*QUOTED PASSAGE*
"""

The Harrowing of Hell, from Arundel 157, fol. 11r, c.1220–40, Ink, tempera, and gold leaf on vellum, 295 x 200 mm, The British Library, London, Arundel 157, fol. 11r, © The British Library Board

William Holman Hunt

The Shadow of Death, 1870–73, Oil on canvas, 214.2 x 168.2 cm, Manchester Art Gallery, 1883.21, Manchester Art Gallery, UK / Bridgeman Images

Vincent van Gogh

The Bearers of the Burden (Miner's Wives Carrying Sacks), 1881, Pen in brown and black ink, white and grey opaque watercolour, on [originally] blue laid paper, 47.5 x 60 cm, Collection Kröller-Müller Museum, Otterlo, Netherlands, KM 122.865 recto, World History Archive / Alamy Stock Photo

Work, Word, and the Cross

Comparative Commentary by

This exhibition’s three artworks can help us to move through the text of Philippians 2:1–11, exploring the nature of Christ’s setting aside of entitlement, his taking on humble human form, his obedience to a shameful death, and the transformation of that death to exaltation and triumph for the whole human race.

"""

[Boundary labeling items]
"""

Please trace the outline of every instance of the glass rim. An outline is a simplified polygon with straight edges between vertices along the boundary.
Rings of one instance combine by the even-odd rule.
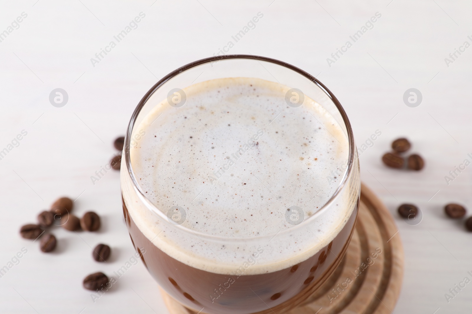
[[[160,80],[156,84],[154,85],[146,93],[141,100],[138,103],[137,106],[135,109],[135,111],[133,113],[133,114],[131,116],[131,118],[130,120],[129,123],[128,124],[128,127],[126,129],[126,133],[125,136],[125,143],[124,145],[124,153],[125,154],[125,162],[126,165],[127,170],[129,173],[130,177],[131,178],[131,180],[133,182],[133,187],[135,189],[138,193],[139,193],[140,196],[141,198],[143,198],[146,200],[149,205],[152,207],[151,209],[153,212],[156,213],[159,216],[160,216],[162,218],[164,219],[164,221],[167,219],[167,216],[164,214],[163,212],[159,210],[157,207],[147,198],[146,197],[145,193],[142,190],[141,187],[138,183],[137,180],[136,179],[136,177],[135,176],[135,173],[133,171],[133,168],[131,166],[131,156],[130,154],[130,138],[131,137],[131,133],[133,131],[133,129],[135,127],[135,123],[136,121],[136,120],[141,112],[141,109],[144,107],[144,105],[146,104],[147,101],[151,97],[154,92],[155,92],[158,89],[159,89],[161,86],[162,86],[164,84],[168,81],[169,80],[172,78],[177,76],[181,73],[187,70],[189,70],[192,68],[198,66],[199,65],[201,65],[207,63],[211,63],[213,62],[216,62],[217,61],[219,61],[223,60],[230,60],[230,59],[251,59],[256,60],[258,61],[265,61],[267,62],[270,62],[276,64],[278,65],[281,65],[284,66],[287,69],[291,70],[297,73],[302,75],[302,76],[305,77],[305,78],[309,79],[312,83],[315,84],[319,88],[321,89],[321,90],[326,94],[328,97],[331,99],[331,100],[334,104],[336,106],[337,109],[339,111],[339,113],[341,114],[341,116],[343,119],[343,121],[344,122],[345,126],[346,128],[346,130],[347,132],[347,138],[349,142],[349,154],[348,154],[348,160],[347,162],[347,167],[346,170],[345,172],[344,176],[343,177],[343,179],[341,180],[340,183],[335,191],[334,193],[331,195],[329,199],[325,203],[321,208],[320,208],[316,213],[313,214],[311,216],[308,217],[308,218],[303,220],[301,223],[298,225],[293,225],[289,228],[288,228],[284,230],[282,230],[279,231],[278,232],[274,233],[273,234],[267,234],[266,235],[262,236],[254,236],[251,237],[225,237],[220,235],[215,235],[213,234],[210,234],[208,233],[202,233],[199,231],[196,231],[194,230],[189,228],[187,228],[186,227],[184,227],[182,225],[176,225],[171,224],[170,222],[169,223],[169,225],[171,225],[177,228],[180,229],[183,231],[188,233],[190,234],[193,234],[197,236],[201,236],[202,237],[204,237],[205,238],[208,238],[211,239],[214,239],[215,240],[222,240],[224,239],[225,241],[241,241],[241,240],[248,240],[252,239],[263,239],[264,238],[273,238],[276,235],[278,234],[279,233],[284,234],[285,233],[293,232],[296,229],[299,229],[307,225],[308,225],[311,221],[313,220],[316,219],[318,217],[321,216],[323,213],[324,213],[327,210],[328,207],[329,205],[331,204],[335,198],[339,194],[340,192],[342,190],[343,188],[344,187],[347,181],[347,178],[349,177],[352,169],[353,166],[354,165],[354,134],[352,131],[352,128],[351,126],[351,123],[349,121],[349,119],[347,118],[347,115],[346,114],[346,112],[344,110],[344,108],[343,108],[342,106],[341,105],[340,103],[337,98],[336,98],[336,96],[330,91],[328,88],[327,88],[325,85],[321,83],[320,81],[318,81],[315,77],[310,74],[309,73],[305,72],[301,69],[296,67],[292,64],[289,64],[286,62],[283,61],[280,61],[276,59],[272,59],[271,58],[268,58],[264,56],[254,56],[253,55],[226,55],[224,56],[216,56],[213,57],[210,57],[209,58],[205,58],[203,59],[201,59],[193,62],[191,62],[185,65],[180,67],[176,70],[172,71],[172,72],[169,73],[168,74],[163,77],[162,79]],[[146,207],[148,206],[146,206]]]

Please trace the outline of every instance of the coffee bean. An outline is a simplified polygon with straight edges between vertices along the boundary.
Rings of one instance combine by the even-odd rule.
[[[95,273],[84,278],[84,288],[88,290],[95,291],[108,283],[109,282],[108,277],[104,274]]]
[[[405,138],[397,138],[392,143],[392,148],[397,153],[403,153],[410,149],[411,144]]]
[[[123,146],[125,144],[125,137],[120,137],[115,140],[113,145],[115,148],[118,151],[123,150]]]
[[[100,217],[93,211],[87,211],[80,218],[80,226],[87,231],[96,231],[100,227]]]
[[[54,215],[50,211],[44,210],[38,215],[38,222],[43,228],[47,228],[54,221]]]
[[[469,217],[465,221],[465,227],[469,231],[472,231],[472,217]]]
[[[462,218],[465,216],[465,209],[458,204],[448,204],[444,207],[444,211],[451,218]]]
[[[74,206],[74,202],[68,197],[61,197],[55,201],[50,211],[55,215],[65,215],[70,212]]]
[[[110,164],[111,165],[111,168],[115,170],[119,170],[121,167],[121,155],[118,155],[112,158],[110,161]]]
[[[418,214],[418,207],[411,204],[402,204],[398,207],[398,213],[404,218],[413,219]]]
[[[424,167],[424,161],[421,156],[416,154],[413,154],[408,157],[408,169],[421,170]]]
[[[382,161],[387,166],[392,168],[402,168],[404,162],[403,158],[398,155],[388,153],[382,157]]]
[[[110,247],[101,243],[95,247],[92,255],[93,257],[93,259],[97,262],[104,262],[110,257]]]
[[[56,248],[56,237],[51,233],[47,233],[41,239],[40,248],[45,253],[51,252]]]
[[[20,234],[25,239],[37,239],[42,233],[41,227],[33,224],[25,225],[20,229]]]
[[[75,231],[80,229],[80,219],[72,214],[68,214],[61,217],[60,225],[66,230]]]

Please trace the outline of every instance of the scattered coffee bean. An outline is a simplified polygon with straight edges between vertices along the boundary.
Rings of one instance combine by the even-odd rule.
[[[25,239],[36,239],[41,235],[42,230],[38,225],[29,224],[21,227],[20,234]]]
[[[465,209],[458,204],[448,204],[444,207],[444,211],[451,218],[462,218],[465,216]]]
[[[424,167],[424,161],[419,155],[413,154],[408,157],[408,169],[412,170],[421,170]]]
[[[100,227],[100,217],[93,211],[87,211],[80,218],[80,226],[87,231],[96,231]]]
[[[50,211],[44,210],[38,215],[38,222],[43,228],[47,228],[54,221],[54,215]]]
[[[72,214],[61,217],[60,224],[63,228],[69,231],[75,231],[80,229],[80,219]]]
[[[51,233],[47,233],[41,239],[41,243],[40,248],[45,253],[51,252],[56,248],[56,237]]]
[[[404,218],[413,219],[418,214],[418,207],[411,204],[402,204],[398,207],[398,214]]]
[[[95,273],[84,278],[84,288],[95,291],[108,283],[109,281],[108,277],[103,273]]]
[[[119,170],[121,167],[121,155],[118,155],[112,158],[110,161],[110,164],[111,165],[111,168],[115,170]]]
[[[115,140],[113,145],[115,148],[118,151],[123,150],[123,146],[125,145],[125,137],[120,137]]]
[[[382,157],[382,161],[387,166],[392,168],[402,168],[404,161],[397,155],[387,153]]]
[[[469,217],[465,221],[465,227],[469,231],[472,231],[472,217]]]
[[[110,257],[110,247],[101,243],[95,247],[92,255],[93,257],[93,259],[97,262],[104,262]]]
[[[68,197],[61,197],[54,202],[50,211],[56,215],[65,215],[70,212],[74,206],[74,202]]]
[[[410,149],[411,144],[406,138],[398,138],[392,143],[392,148],[397,153],[404,153]]]

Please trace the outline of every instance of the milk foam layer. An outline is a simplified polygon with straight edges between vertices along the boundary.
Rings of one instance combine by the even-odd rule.
[[[294,206],[309,218],[337,188],[344,173],[333,176],[333,171],[345,165],[349,145],[337,122],[317,103],[305,96],[301,106],[287,105],[289,89],[258,79],[220,79],[185,89],[181,107],[167,100],[156,105],[135,128],[134,134],[142,136],[130,148],[145,197],[164,214],[175,206],[183,209],[182,226],[226,238],[252,239],[293,227],[286,213]],[[248,247],[231,250],[197,240],[191,245],[194,240],[150,216],[133,193],[127,197],[124,186],[130,184],[122,176],[132,218],[154,244],[181,262],[229,273],[260,246],[251,241]],[[277,247],[266,250],[247,274],[287,268],[316,253],[352,212],[352,200],[338,201],[311,224],[317,238],[274,241]]]

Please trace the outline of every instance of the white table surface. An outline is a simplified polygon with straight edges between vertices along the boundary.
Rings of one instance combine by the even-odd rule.
[[[82,288],[85,275],[111,274],[134,252],[123,223],[118,173],[109,172],[94,185],[90,176],[115,153],[113,140],[124,133],[138,102],[158,79],[217,52],[259,12],[263,17],[231,53],[271,57],[321,72],[318,78],[347,112],[358,145],[376,130],[382,132],[360,159],[362,181],[394,215],[396,236],[404,246],[403,288],[393,313],[470,313],[472,283],[449,303],[444,295],[465,277],[472,279],[472,233],[445,218],[442,208],[455,201],[472,209],[472,166],[449,185],[444,178],[464,159],[471,160],[472,48],[449,67],[444,61],[464,41],[472,43],[470,2],[36,1],[0,4],[0,32],[27,14],[0,42],[0,150],[27,132],[0,160],[0,267],[27,250],[0,278],[0,313],[168,313],[141,262],[95,303]],[[146,16],[138,28],[93,67],[90,58],[141,12]],[[373,28],[329,66],[327,58],[377,12],[381,17]],[[68,94],[62,108],[49,101],[57,88]],[[423,95],[415,108],[402,99],[411,88]],[[424,157],[423,171],[382,164],[380,156],[400,136]],[[58,247],[45,254],[18,230],[62,195],[80,195],[76,213],[93,209],[103,226],[80,236],[54,229]],[[420,207],[419,225],[398,217],[402,202]],[[110,262],[91,258],[89,246],[99,242],[112,247]]]

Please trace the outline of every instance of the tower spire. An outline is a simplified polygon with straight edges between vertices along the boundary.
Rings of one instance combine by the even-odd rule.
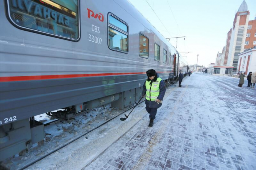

"""

*TO-DO LIST*
(a) Please list the titles of all the artworks named in the exhibition text above the data.
(b) Continue the exhibition text on Philippians 2:1–11, which appears above the data, from its last sentence onward.

*ANSWER SET*
(a)
- The Harrowing of Hell
- The Shadow of Death
- The Bearers of the Burden (Miner's Wives Carrying Sacks)

(b)
All are concerned with the work of Christ and each engages deeply with the reality of labour. Both William Holman Hunt and Vincent van Gogh are concerned to validate and indeed dignify the physical toil of the ‘working man’. Both of them put huge effort into these particular works. Hunt and his models had to endure extreme heat and cold as he painted The Shadow of Death outside Bethlehem, difficulties described by George Landow as ‘themselves … part of the devotional importance of his work’ (1972: 206). Van Gogh is said to have ‘foregrounded rather than disguised the artistic labour required to generate his pictures’ (Walker 1981: 50). Both sought to have the mind of Christ Jesus (Philippians 2:5) through the labour of painting and, like the incarnate Christ of John 1:14, through inhabiting the context depicted (Hunt in the Holy Land, Van Gogh in Belgian and Dutch mining communities). Moreover, Van Gogh identified strongly with what he took to be Christ’s self-emptying (Philippians 2:7), habitually displaying what has been called ‘a psychological compulsion to self-abasement’ (Stewart 1991: 104).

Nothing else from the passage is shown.